ЗАДАНИЯ:
A: Проверьте, согласуются ли с текстом о Тургеневе три утверждения. На каждое ответьте «да» или «нет» и приведите дословно решающие слова текста.
(i) В недавно вышедшее издание повестей и рассказов вошли «Записки охотника».
(ii) Повести в этом издании расположены в хронологическом порядке.
(iii) Свою деятельность г. Тургенев начал с драматических сочинений.
B: Напишите продолжение текста о Тургеневе в один-два абзаца, начиная сразу после последней строки стихов.

ТЕКСТ ДЛЯ ЧТЕНИЯ:
:::

Прежде всего скажем о г. Тургеневе. Деятельность этого писателя с несомненным талантом перешла много изменений и представляет сама в себе ход нашей современной литературы, вполне ему соответствуя. Г. Тургенев начал со стихов. В первых его стихотворных произведениях сильно отзывалось лермонтовское направление, это странное хвастовство бездушного эгоизма, эта самодовольная насмешка надо всем, обличающая пустоту внутреннюю. Недавно вышли повести и рассказы г. Тургенева {16}; в них не вошли 'Записки охотника', ни стихотворные его пьесы, ни драматические сочинения. Тем не менее в них, благодаря хронологическому (самому лучшему) порядку издания, виден весь ход нашего автора, а вместе и литературы нашей, которой он был и есть одним из соответственных представителей. Повести первого тома до того слабы, до того лишены всякого достоинства, что о них не следовало бы вовсе и упоминать. Но в них выражается то ложное настроение, которое довольно явственно выступило в нашей литературе, и потому скажем несколько слов и о них. 'Андрей Колосов' еще весь проникнут тем лермонтовским направлением, которое под ложным видом будто бы силы скрывает только совершенное бездушие, самый сухой эгоизм и крайнее бесстыдство; эта сила — вещь весьма дешевая, как скоро бороться не с чем. Повесть 'Три портрета' самым возмутительным и оскорбительным образом выражает то же направление. Из уважения к г. Тургеневу мы бы не желали видеть этой повести в печати. В своей повести 'Андрей Колосов' автор называет _мелкими хорошими чувствами_ раскаянье и сожаленье!.. Кажется, то же самое автор сказал как-то стихами:

Но, слабых душ мученья,

Не знал раскаянья и сожаленья {17}.

:::

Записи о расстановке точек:

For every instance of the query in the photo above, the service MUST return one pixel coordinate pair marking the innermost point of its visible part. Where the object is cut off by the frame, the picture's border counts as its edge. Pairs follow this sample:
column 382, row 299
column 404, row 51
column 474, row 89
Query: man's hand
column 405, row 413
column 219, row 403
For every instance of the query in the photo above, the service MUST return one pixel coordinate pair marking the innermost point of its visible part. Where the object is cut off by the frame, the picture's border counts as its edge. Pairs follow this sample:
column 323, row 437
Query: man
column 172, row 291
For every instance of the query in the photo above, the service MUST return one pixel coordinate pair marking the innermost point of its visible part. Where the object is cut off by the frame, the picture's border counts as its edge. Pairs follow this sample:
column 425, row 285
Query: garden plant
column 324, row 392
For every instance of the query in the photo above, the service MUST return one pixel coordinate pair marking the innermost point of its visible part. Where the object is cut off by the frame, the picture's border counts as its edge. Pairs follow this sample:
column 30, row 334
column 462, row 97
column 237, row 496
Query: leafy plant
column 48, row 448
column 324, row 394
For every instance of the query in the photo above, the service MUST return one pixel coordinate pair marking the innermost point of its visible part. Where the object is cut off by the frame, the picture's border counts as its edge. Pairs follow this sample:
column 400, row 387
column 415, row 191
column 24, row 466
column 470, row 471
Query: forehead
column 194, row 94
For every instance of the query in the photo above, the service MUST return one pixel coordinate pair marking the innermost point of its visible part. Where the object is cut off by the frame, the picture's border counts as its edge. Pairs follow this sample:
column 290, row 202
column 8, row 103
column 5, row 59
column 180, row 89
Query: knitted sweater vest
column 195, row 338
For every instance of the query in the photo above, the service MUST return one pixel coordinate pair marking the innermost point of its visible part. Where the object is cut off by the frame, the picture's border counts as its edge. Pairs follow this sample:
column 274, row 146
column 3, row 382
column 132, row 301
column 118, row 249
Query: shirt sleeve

:::

ИТОГОВЫЕ ОТВЕТЫ:
A:
(i) Нет: «в них не вошли 'Записки охотника'».
(ii) Да: «благодаря хронологическому (самому лучшему) порядку издания».
(iii) Нет: «Г. Тургенев начал со стихов.»

B:
Это отголосок известных стихов Лермонтова:

Я понял, что душа ее была

Из тех, которым рано все понятно;

Для мук и счастья, для добра и зла,

В них пищи много; только невозвратно

Они идут, куда их повела

_Случайность, — без раскаянья, упреков

И жалобы: им в жизни нет уроков_ {18}.

Была же возможность так думать и говорить! Могли же до такой степени искажаться понятия. Раскаянье, сожаленье: это лучшее достояние души человеческой. Лучшее, неотъемлемое свойство человека — возможность сознать свою ошибку, откинуть ложный путь, осудить самого себя; только бездушная природа не знает раскаянья и вечно готова, но человек вечно не готов, человек есть постоянный зиждитель самого себя. И вдруг является, воззрение, где проповедуется постоянное себя оправдание, отсутствие суда над собою, отсутствие сожаленья и раскаянья… Что это, как не бездушный эгоизм? Но зачем тревожить прах отжившего учения! Оно превосходно заключило себя Тамариным {19} и исчезло. Воспоминание об нем вызывает сожаление и смех.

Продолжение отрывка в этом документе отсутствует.